Swept Away: Munster: 48 – Castres: 3

As thoroughly as the ground staff swept away the surface water and forked the pitch to aid drainage, the team did likewise to the challenge posed by Castres in the final pool game.  It took a while to break them down but the intent was visible from the off with the linespeed and workrate of the team.  Fair dues to the workrate also of the ground staff who worked tirelessly in lousy weather to get the pitch ready.  By the end of the game there was not much evidence of damage from the scrums in particular from my vantage point on the terrace which is testament to their efforts.
Five hours on the terrace waiting for kick-off is a new if unwanted record!  However any day your team qualify for the 17th time for the playoffs of the European competition and do so in style to secure a home quarter-final has to be a good day.


Leicester v Racing on the big screen as many of the WT regulars huddle in for a photo

I had picked my way through puddles from the LIT carpark to the west terrace, glad I had worn my boots and long waterproof coat to the game.  It had rained incessantly the whole way down from Dublin but the forecast was for it to improve and it had never struck me that the game could be in doubt until I arrived.  I could see them working on the pitch and we were told that the referee would be doing an inspection at noon.  Twitter updates were shared.  As time passed by and there was no sign of anyone beginning to warm up concern grew.  About 12.30 we were told that the game was delayed by 3 hours and we could leave and return later.  Many did so and unfortunately some were unable to return due to travel plans / other arrangements including Mark and his friend who had to travel back to West Cork.  John had to make some phone calls to get cover for his shift but managed to do so while those availing of public transport had to make new arrangements also.  I went out to get some food.  The bars and supporters club were packed so I headed back into the terrace to watch the Leicester v Racing game on the big screen.  The snow covered ground looked less playable that Thomond but that game went ahead on schedule.

So how did we pass the time?  Besides watching the game we were chatting about life and rugby in general.  There had been good representation from the west terrace south at the game in Paris so I was curious to hear their first-hand accounts.  None envied the Parisians their state of the art facility.  There is something special about Thomond.  There was also talk about the media coverage during the week and many of us had read Donncha O’Callaghan’s article in the Times about it which struck a chord.  Anne, Brian and Eoghan had been at the A team game in Cork on Friday and it was good to hear that GG got a warm reception there after what must have been a horrendous week.  Congrats to the A team who won their final pool game in the B&I Cup and as a reward get to pit themselves against Leinster A in Dublin at Easter in their quarter final!  If you missed it the twitter feed from Munster Rugby of the game by Sam Armold is great craic.

We were sheltered from the wind and the worst of the showers by the west stand.  At 2pm someone said it was time to reboot, our normal pre-match routine should kick in!    “Welcome back” came the announcement over the P.A. to our amusement as we had remained in situ.  Only the soloist for Stand up and Fight and the flag bearers were allowed onto the pitch pre-game.  The choir and 27 Brass Band were not.  The heat from the flames launched skyward as each Munster player was announced had us feeling toasty as eventually 4pm came around.

◆ **DATA BLOCK**

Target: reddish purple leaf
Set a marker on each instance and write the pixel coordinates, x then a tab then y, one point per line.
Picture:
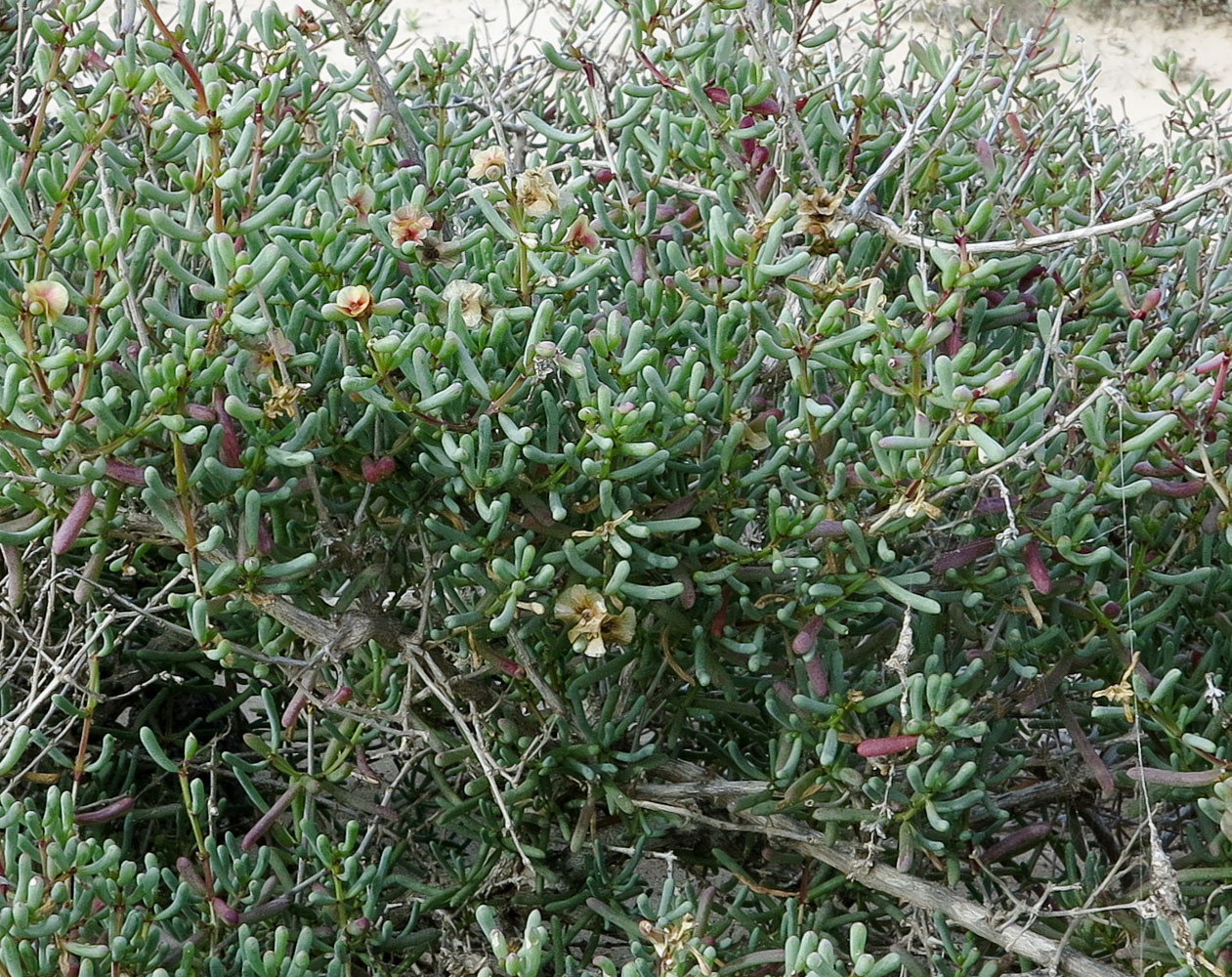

◆ **STATED TASK**
Reproduce verbatim the passage of the Munster versus Castres match report starting with "We were sheltered" and going on through "4pm came around.".

◆ **OUTPUT FOR THIS TASK**
We were sheltered from the wind and the worst of the showers by the west stand.  At 2pm someone said it was time to reboot, our normal pre-match routine should kick in!    “Welcome back” came the announcement over the P.A. to our amusement as we had remained in situ.  Only the soloist for Stand up and Fight and the flag bearers were allowed onto the pitch pre-game.  The choir and 27 Brass Band were not.  The heat from the flames launched skyward as each Munster player was announced had us feeling toasty as eventually 4pm came around.